→ REQUIRED ACTION: Pick out every line of the records that contains the word "instance", and copy each one. Case counts, so match capital and small letters exactly.

→ EXERCISE MATERIALS:
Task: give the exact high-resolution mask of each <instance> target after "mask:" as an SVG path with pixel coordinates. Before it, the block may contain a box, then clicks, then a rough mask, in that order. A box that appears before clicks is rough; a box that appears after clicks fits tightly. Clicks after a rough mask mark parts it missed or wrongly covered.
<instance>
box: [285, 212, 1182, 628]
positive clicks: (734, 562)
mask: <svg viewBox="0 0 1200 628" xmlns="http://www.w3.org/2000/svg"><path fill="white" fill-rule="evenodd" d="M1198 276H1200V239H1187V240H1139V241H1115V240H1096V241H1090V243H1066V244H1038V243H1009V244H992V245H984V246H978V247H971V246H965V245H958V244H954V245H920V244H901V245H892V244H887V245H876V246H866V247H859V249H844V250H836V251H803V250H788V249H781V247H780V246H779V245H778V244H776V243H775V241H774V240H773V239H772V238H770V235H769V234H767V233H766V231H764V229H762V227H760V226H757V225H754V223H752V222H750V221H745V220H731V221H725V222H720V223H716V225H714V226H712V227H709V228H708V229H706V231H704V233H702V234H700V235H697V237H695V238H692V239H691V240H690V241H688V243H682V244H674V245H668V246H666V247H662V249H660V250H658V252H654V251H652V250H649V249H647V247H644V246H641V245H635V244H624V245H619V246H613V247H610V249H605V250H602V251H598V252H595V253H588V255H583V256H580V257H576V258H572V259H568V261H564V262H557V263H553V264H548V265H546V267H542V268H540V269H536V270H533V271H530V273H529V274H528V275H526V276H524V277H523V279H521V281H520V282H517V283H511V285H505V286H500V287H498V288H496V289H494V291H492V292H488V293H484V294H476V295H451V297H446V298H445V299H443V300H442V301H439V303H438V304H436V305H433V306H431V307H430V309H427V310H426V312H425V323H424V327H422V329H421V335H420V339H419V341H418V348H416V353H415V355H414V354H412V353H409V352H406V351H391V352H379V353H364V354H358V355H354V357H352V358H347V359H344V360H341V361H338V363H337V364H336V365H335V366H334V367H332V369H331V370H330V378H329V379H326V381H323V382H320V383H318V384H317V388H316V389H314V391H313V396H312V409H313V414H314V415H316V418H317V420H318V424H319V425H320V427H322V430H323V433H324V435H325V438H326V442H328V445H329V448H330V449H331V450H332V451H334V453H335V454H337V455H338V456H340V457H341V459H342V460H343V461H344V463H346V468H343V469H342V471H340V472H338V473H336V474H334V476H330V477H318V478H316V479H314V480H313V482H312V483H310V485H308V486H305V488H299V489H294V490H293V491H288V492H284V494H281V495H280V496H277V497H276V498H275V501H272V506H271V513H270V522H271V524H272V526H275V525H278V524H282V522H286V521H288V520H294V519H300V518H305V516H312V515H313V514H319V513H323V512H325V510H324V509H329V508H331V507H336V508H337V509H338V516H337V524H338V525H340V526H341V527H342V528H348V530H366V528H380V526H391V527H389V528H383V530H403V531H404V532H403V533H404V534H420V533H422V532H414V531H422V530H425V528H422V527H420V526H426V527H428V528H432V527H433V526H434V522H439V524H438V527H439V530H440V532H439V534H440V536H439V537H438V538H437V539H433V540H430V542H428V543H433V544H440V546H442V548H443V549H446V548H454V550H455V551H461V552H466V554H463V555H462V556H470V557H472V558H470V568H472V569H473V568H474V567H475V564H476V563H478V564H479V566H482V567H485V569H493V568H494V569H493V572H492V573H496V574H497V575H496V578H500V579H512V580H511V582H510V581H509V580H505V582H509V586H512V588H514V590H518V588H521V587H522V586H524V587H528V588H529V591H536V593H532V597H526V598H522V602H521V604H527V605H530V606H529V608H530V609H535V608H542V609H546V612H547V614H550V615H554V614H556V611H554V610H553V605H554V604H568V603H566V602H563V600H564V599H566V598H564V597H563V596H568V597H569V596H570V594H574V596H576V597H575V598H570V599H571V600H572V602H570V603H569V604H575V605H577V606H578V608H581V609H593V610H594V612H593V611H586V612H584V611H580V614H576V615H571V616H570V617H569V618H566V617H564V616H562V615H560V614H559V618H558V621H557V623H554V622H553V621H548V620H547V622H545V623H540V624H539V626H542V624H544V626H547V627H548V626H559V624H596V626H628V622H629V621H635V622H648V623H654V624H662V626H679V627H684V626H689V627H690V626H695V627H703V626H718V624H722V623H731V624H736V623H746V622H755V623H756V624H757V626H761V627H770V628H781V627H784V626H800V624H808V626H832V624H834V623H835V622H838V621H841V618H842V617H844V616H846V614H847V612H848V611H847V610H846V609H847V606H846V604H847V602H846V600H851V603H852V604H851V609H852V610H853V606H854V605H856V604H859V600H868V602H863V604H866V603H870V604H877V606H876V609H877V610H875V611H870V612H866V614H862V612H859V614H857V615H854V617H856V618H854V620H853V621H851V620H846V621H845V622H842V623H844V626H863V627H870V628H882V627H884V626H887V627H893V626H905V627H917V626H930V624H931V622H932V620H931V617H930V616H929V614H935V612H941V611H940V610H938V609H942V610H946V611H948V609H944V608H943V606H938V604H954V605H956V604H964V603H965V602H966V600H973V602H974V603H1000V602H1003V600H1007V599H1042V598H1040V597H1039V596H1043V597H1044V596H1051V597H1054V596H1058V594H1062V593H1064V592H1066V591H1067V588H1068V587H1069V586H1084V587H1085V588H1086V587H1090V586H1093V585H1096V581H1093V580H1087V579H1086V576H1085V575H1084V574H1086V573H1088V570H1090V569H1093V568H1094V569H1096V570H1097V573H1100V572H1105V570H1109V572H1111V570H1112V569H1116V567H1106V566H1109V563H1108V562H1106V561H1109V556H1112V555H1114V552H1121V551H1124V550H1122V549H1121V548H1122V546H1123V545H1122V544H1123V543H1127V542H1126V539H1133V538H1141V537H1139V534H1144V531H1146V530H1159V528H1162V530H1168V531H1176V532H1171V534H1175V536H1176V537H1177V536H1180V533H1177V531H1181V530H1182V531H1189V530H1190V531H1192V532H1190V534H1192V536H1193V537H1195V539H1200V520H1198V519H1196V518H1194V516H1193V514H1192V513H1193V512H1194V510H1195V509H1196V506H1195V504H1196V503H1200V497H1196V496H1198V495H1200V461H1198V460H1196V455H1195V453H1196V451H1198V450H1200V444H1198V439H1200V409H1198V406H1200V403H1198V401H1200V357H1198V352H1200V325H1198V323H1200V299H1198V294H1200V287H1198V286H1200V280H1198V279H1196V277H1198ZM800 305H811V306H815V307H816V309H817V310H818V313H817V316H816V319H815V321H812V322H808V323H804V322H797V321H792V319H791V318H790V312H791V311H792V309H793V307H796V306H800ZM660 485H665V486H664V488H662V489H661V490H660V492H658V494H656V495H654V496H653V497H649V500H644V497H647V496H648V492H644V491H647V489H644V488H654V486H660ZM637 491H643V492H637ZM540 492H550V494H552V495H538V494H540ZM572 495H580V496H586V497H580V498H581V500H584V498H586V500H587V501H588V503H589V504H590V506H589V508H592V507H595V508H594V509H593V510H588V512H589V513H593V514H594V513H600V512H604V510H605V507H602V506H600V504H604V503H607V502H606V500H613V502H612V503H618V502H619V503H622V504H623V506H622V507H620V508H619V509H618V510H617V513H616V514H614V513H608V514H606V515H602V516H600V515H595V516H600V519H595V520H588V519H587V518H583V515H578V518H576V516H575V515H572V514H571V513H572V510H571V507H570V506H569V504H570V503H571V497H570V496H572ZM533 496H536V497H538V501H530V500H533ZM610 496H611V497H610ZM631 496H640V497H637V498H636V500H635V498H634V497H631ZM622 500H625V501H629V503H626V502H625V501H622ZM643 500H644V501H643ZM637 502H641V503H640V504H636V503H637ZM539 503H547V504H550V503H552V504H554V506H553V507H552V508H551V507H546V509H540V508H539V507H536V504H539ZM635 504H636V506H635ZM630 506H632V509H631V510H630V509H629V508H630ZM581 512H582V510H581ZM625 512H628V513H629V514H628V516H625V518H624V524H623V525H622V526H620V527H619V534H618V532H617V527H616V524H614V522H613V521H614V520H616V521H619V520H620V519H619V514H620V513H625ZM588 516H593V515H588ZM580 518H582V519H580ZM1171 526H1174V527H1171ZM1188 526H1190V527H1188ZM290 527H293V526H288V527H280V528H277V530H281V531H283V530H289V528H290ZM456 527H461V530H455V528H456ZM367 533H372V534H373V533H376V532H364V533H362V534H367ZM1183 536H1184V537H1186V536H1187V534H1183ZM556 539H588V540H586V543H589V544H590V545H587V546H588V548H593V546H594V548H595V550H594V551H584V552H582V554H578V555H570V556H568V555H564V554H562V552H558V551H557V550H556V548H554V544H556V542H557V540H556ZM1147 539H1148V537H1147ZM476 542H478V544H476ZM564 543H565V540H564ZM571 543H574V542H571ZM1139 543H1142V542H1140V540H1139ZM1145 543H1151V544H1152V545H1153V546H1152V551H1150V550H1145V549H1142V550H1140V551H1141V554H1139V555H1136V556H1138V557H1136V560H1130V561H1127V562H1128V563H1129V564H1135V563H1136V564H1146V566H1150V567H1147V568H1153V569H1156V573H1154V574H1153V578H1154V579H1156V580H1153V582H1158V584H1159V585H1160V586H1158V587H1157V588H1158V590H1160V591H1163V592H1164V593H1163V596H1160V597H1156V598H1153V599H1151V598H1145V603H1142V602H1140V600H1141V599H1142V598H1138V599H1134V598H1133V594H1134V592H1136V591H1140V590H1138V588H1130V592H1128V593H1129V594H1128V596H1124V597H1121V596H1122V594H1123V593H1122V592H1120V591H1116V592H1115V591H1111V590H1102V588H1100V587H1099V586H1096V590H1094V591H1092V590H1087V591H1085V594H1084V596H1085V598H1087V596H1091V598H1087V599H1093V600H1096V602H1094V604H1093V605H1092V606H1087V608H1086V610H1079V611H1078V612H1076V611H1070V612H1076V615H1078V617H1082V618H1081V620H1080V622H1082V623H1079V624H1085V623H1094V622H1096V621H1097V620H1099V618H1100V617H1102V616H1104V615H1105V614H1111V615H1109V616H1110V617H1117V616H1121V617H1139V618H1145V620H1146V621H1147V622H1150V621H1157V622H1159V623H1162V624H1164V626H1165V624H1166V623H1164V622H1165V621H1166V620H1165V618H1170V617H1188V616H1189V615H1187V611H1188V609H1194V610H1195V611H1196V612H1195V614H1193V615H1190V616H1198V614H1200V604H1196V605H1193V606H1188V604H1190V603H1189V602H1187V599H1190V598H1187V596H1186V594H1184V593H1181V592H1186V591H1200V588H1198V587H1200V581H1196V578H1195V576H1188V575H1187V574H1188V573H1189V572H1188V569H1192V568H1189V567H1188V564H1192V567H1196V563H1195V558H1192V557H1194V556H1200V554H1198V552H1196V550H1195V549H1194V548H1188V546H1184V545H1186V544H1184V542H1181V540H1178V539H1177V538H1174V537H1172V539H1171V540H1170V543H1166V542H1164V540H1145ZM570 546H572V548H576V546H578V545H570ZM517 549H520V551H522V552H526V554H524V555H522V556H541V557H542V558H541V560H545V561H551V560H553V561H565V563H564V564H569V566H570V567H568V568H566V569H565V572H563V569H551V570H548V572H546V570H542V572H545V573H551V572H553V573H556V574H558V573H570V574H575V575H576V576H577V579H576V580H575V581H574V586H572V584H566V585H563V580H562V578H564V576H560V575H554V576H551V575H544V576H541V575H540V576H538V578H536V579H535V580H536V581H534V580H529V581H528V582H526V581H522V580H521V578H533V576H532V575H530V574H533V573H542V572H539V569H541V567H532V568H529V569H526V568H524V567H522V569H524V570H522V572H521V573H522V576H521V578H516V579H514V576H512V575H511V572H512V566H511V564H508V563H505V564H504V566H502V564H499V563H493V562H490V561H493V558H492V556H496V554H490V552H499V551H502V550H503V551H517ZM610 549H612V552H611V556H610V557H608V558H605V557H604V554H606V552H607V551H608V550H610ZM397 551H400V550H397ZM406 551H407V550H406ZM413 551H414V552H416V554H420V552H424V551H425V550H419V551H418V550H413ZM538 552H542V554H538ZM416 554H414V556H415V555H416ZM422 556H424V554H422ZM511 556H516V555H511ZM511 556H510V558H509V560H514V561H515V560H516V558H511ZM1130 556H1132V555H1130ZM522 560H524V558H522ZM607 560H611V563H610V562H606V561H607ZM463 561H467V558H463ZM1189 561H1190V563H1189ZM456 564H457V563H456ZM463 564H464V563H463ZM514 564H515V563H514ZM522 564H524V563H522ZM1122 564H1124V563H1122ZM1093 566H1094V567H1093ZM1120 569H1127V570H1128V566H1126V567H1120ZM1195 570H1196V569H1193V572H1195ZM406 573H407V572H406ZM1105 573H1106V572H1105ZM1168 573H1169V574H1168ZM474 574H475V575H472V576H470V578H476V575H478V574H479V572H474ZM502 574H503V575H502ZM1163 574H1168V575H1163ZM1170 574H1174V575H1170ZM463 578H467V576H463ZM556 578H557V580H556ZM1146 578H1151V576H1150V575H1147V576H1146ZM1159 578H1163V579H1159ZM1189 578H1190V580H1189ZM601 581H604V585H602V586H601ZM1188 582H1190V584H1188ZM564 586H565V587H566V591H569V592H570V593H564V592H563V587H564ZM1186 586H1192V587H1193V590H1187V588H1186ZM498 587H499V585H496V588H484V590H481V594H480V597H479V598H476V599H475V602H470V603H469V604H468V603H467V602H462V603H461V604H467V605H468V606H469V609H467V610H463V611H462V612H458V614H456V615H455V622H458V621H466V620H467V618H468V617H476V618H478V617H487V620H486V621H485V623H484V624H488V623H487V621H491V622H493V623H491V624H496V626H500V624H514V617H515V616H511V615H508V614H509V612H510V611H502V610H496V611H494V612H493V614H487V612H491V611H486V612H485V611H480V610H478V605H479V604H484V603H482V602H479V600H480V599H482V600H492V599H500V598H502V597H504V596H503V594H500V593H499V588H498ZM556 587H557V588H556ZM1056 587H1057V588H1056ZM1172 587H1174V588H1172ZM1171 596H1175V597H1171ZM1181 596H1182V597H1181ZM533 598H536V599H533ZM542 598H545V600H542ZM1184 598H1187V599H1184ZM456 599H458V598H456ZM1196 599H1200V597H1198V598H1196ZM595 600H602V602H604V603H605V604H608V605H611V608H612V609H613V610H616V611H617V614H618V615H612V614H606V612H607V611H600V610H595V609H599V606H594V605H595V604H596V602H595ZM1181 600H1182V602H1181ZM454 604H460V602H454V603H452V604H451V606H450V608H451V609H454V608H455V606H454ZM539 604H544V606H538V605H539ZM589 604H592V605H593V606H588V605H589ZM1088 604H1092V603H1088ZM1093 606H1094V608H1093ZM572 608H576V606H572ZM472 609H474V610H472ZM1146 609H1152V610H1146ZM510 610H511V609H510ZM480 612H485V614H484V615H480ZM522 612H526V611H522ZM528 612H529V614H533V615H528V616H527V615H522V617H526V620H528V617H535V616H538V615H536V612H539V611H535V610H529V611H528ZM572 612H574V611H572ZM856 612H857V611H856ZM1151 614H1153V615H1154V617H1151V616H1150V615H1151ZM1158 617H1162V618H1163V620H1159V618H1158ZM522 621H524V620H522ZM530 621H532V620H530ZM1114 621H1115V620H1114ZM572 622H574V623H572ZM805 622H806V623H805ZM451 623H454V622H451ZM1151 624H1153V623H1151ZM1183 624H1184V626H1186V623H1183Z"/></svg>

→ RESULT OF THIS EXERCISE:
Task: give the exact high-resolution mask of each <instance> target after "mask:" as an SVG path with pixel coordinates. Before it, the block may contain a box, then clicks, then a rough mask, in that order. A box that appears before clicks is rough; a box that appears after clicks fits tightly. Clicks after a rough mask mark parts it missed or wrongly covered.
<instance>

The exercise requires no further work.